• **RECORDS PROVIDED**
--
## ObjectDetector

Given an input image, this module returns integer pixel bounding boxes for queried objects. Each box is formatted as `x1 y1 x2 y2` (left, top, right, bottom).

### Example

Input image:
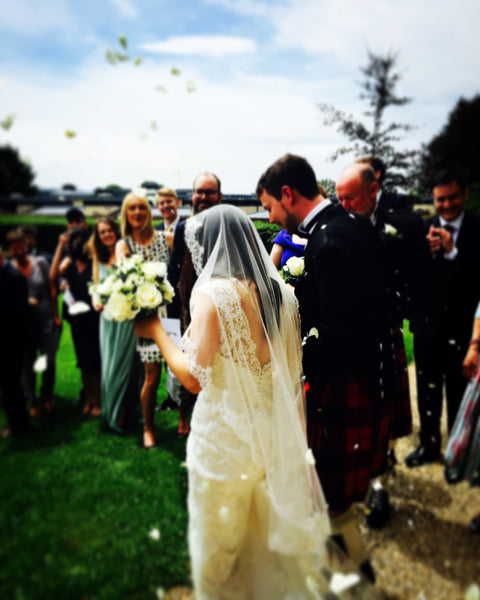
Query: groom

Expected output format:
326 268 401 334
257 154 388 579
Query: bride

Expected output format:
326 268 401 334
135 205 329 600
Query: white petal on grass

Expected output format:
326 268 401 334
33 354 48 373
218 506 230 523
68 300 91 315
330 573 360 594
464 583 480 600
148 527 160 542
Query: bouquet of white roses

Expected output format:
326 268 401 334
282 256 306 285
91 254 175 321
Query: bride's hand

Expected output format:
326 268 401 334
133 315 161 339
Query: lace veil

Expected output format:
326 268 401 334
185 205 329 557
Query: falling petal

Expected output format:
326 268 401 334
218 506 230 523
330 573 360 594
118 33 128 50
148 527 160 542
0 113 17 131
105 50 117 65
305 448 315 467
464 583 480 600
33 354 47 373
68 300 91 315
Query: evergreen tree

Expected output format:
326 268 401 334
318 52 418 189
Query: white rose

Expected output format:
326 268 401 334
96 275 115 296
136 282 162 308
103 292 138 321
161 279 175 302
112 279 123 292
142 261 167 281
285 256 305 277
384 223 398 235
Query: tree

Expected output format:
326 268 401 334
0 146 36 196
419 95 480 189
317 52 418 189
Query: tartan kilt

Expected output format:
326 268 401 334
306 374 389 512
389 325 412 440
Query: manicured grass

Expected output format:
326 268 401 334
0 326 189 600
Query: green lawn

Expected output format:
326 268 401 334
0 326 189 600
0 316 411 600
--
• **WHAT TO PRODUCE**
Turn every line of the material above into a numbered list, skipping blank lines and leaving out the picture.

• **ANSWER FOR THIS EXERCISE**
1. ## ObjectDetector
2. Given an input image, this module returns integer pixel bounding boxes for queried objects. Each box is formatted as `x1 y1 x2 y2` (left, top, right, bottom).
3. ### Example
4. Input image:
5. Query: groom
6. Expected output format:
7. 326 268 401 334
8. 257 154 388 579
9. Query: bride
10. Expected output format:
11. 326 268 401 334
12. 135 205 329 600
13. Query: white petal on grass
14. Expected output format:
15. 326 268 401 334
16. 33 354 48 373
17. 218 506 230 523
18. 68 300 91 315
19. 330 573 360 594
20. 464 583 480 600
21. 148 527 160 542
22. Query: bouquet of white roses
23. Expected output format:
24. 326 268 401 334
25. 282 256 306 285
26. 91 254 175 321
27. Query: bride's hand
28. Expected output format:
29. 326 268 401 334
30. 133 315 161 339
31. Query: lace veil
32. Expected output format:
33. 326 268 401 334
34. 185 205 329 557
35. Query: falling petal
36. Expected output format:
37. 326 268 401 334
38. 218 506 230 523
39. 330 573 360 594
40. 118 33 128 50
41. 148 527 160 542
42. 0 113 17 131
43. 105 50 117 65
44. 305 448 315 467
45. 464 583 480 600
46. 33 354 47 373
47. 68 300 91 315
48. Query: evergreen tree
49. Expected output format:
50. 326 268 401 334
51. 318 52 418 189
52. Query: white rose
53. Expected output format:
54. 326 268 401 334
55. 96 275 115 296
56. 136 282 162 308
57. 103 292 138 321
58. 161 279 175 302
59. 112 279 123 292
60. 142 261 167 281
61. 285 256 305 277
62. 384 223 398 235
63. Query: tree
64. Expected output format:
65. 326 268 401 334
66. 0 146 36 196
67. 419 95 480 189
68. 317 52 418 189
69. Query: tartan kilt
70. Expected output format:
71. 326 268 401 334
72. 306 374 389 512
73. 389 325 412 440
74. Query: manicured grass
75. Expected output format:
76. 326 268 401 334
77. 0 326 189 600
78. Query: green lawn
79. Expected output format:
80. 326 268 401 334
81. 0 326 189 600
82. 0 316 411 600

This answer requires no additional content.